Text:
Several initiatives exist to meet this need, including the Digital Health Measurement Collaborative Community (DATAcc) by the Digital Medicine Society’s (DiMe) Core Digital Measures of Sleep Project. Building on existing subject-matter definitions and standards in sleep health and through a large group of collaborators from industry, a core set of measures of sleep was established that can be (a) collected by established technology currently available and (b) incorporated consistently across a variety of research and clinical applications.
It's time to wake up to an opportunity: a common approach for measuring sleep endpoints beyond sleep disorders and conditions. With digital health technology, sleep information can be at even more people’s fingertips, benefitting researchers, clinicians, and ultimately the broader health of patients and families.
About the authors
Jiat Ling (Jiat) Poon, PhD, is a senior director and capability lead for patient-focused endpoints and measurement at Eli Lilly and Company. In this role, she leads a team of experts responsible for developing patient-centred measurement strategies to support clinical development efforts, real-world evidence research, and regulatory and reimbursement strategies across Lilly’s portfolio. Together, she and her team develop innovative patient-centred research capabilities across Lilly, ensuring that the patient's perspective is integrated into research and development. Poon's goal is to take a patient-centric approach to developing life-changing medicines for patients. Before joining Lilly, she was a research scientist in patient-centred research at Evidera. She has a BSc in Pharmacy from the National University of Singapore and received her doctorate in Pharmaceutical Economics and Policy from the University of Southern California.

Records from a dataset:
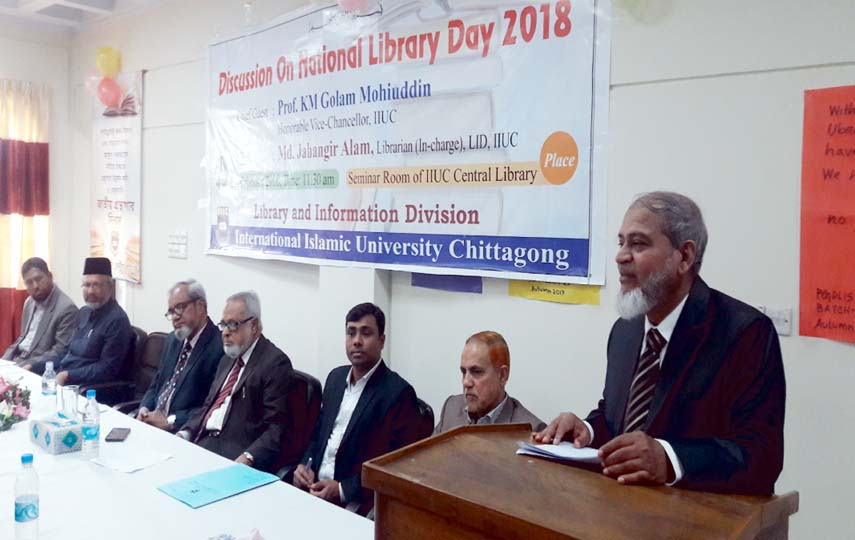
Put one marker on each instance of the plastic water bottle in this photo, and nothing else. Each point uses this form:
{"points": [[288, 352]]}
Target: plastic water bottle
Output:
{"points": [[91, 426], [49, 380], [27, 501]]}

==

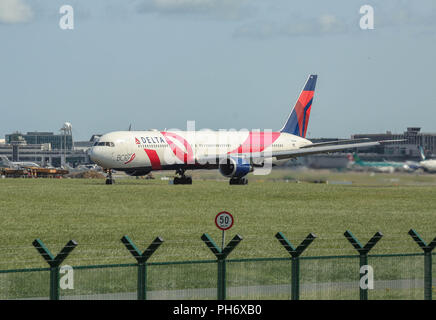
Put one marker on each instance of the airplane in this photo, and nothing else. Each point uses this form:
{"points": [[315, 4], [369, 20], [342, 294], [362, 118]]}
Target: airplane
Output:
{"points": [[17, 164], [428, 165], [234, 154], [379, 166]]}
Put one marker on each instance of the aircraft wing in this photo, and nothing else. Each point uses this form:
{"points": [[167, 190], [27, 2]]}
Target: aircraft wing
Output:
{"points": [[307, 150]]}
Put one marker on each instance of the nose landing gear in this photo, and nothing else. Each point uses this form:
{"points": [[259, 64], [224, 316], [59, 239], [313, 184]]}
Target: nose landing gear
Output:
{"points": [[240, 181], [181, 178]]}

--

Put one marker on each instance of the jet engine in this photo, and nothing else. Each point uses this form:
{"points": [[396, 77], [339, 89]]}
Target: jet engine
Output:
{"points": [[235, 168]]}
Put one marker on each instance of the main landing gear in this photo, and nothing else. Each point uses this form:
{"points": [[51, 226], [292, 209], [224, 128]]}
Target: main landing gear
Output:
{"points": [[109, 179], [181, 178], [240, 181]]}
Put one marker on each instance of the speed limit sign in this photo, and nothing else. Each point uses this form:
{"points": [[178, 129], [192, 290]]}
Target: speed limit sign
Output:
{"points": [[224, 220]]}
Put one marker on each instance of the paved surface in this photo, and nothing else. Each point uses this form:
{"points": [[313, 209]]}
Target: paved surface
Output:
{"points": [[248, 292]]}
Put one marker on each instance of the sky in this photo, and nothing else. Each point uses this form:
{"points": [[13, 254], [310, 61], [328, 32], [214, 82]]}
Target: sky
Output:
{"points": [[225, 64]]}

Work task A: Summarize the sleep measurement text in two sentences.
Work task B: Proceed with the sleep measurement text, starting after its final sentence.

Result A: Through the Digital Medicine Society's Core Digital Measures of Sleep Project, collaborators from industry built on existing sleep health definitions and standards to establish a core set of sleep measures that current technology can collect and that can be applied consistently across research and clinical settings. The text presents a common approach to measuring sleep endpoints beyond sleep disorders as an opportunity that benefits researchers, clinicians, patients and families, and it closes with a profile of Jiat Ling Poon, PhD, a senior director and capability lead for patient-focused endpoints and measurement at Eli Lilly and Company.

Result B:
Piper Fromy is an associate director at the Digital Medicine Society (DiMe), where she has worked since 2022. In this role, she leads the Alzheimer’s Disease and Related Dementias (ADRD) project and the Core Digital Measures of Sleep project that fall within the Digital Measures and Diagnostics portfolio. Across these projects, she focuses on the important aspects of measurement to target for people experiencing a condition, and for clinicians who assess the condition – in the hope of finding measurement solutions relevant to all these stakeholders. She is also part of the Validating Novel Digital Clinical Measures project, where she helps to build robust analytic solutions for researchers in the digital health technology space. Fromy has worked in the patient reported outcome field for around seven years, and previously focused on assessing the measurement properties of instruments included in clinical trials. This ranges from patient reported outcomes to digital health technologies. As part of this role she develops new methods to address the challenges that arise from increasingly complex data and associated questions.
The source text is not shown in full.